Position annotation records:
>>>
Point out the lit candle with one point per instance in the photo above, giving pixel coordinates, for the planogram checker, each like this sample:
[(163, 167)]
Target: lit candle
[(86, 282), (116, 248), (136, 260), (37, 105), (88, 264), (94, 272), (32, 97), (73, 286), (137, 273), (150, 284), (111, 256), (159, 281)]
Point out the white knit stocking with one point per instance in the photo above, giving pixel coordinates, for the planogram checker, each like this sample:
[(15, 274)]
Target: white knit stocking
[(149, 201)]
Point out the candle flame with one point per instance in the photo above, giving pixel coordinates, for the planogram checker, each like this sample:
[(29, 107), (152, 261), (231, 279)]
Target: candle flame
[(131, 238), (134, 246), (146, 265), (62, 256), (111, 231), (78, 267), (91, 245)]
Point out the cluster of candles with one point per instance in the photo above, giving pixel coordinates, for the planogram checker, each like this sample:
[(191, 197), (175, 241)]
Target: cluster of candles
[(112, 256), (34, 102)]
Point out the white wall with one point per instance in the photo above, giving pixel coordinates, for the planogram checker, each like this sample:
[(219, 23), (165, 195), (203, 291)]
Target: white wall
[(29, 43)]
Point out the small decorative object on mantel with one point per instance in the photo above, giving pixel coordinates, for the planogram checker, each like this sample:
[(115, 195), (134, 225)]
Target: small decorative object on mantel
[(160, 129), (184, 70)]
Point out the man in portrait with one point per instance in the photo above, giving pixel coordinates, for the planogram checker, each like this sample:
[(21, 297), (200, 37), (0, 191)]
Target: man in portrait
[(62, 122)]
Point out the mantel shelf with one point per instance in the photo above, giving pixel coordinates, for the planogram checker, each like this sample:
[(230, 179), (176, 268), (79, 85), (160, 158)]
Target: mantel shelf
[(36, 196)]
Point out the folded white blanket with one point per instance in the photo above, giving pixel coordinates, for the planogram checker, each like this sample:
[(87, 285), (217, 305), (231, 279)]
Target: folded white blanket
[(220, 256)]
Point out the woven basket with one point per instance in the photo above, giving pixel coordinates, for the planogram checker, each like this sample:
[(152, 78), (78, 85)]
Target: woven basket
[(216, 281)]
<<<
▶ _Your instructions_: Please set down all the data word for word.

▶ _Exercise response_:
Point out the lit candle with one point per instance in the photo above, giving pixel coordinates, for the planogram checker, each like this sample:
[(163, 167)]
Target: lit candle
[(86, 282), (116, 248), (136, 260), (37, 105), (88, 264), (94, 272), (32, 97), (73, 286), (137, 273), (150, 284), (111, 256), (159, 281)]
Point out the white knit stocking with one point per instance in the photo above, giving pixel coordinates, for the planogram checker, each like this sample:
[(15, 274)]
Target: white knit stocking
[(149, 201)]
Point out the candle flame with one point per instance in the photo above, giving pixel coordinates, for the planogram checker, each like this sample:
[(29, 107), (152, 261), (231, 279)]
Target: candle flame
[(131, 238), (134, 246), (146, 265), (62, 256), (111, 231), (78, 267), (91, 245)]
Point out the cluster of candles with one point per instance in the photo above, giving pixel coordinates, for the planogram checker, each like this sample:
[(191, 197), (175, 241)]
Target: cluster of candles
[(112, 256), (34, 102)]
Point out the white wall with one point per instance in the photo above, giving pixel coordinates, for the planogram checker, each like this sample:
[(219, 23), (165, 195), (203, 291)]
Target: white wall
[(29, 43)]
Point out the small decorative object on mantel with one point per instance in the photo above, giving pixel coordinates, for the planogram checker, each like this sample:
[(115, 195), (134, 225)]
Target: small decorative object on mantel
[(160, 129), (184, 70)]
Point out the man in portrait with one point per instance in the photo above, giving pixel coordinates, for the planogram checker, each like this sample:
[(21, 297), (200, 37), (0, 191)]
Target: man in portrait
[(62, 122)]
Point out the mantel shelf with one point per instance in the photo above, giving pixel coordinates, for the planogram checker, each like this sample:
[(230, 179), (176, 268), (79, 85), (160, 158)]
Target: mantel shelf
[(36, 196)]
Point out the folded white blanket with one point per instance in the photo above, giving pixel coordinates, for the planogram checker, each like this sample:
[(87, 285), (217, 305), (231, 279)]
Target: folded white blanket
[(220, 256)]
Point out the woven basket with one point per instance in the photo above, giving pixel coordinates, for the planogram checker, each like this sample:
[(152, 78), (78, 85)]
Target: woven basket
[(216, 281)]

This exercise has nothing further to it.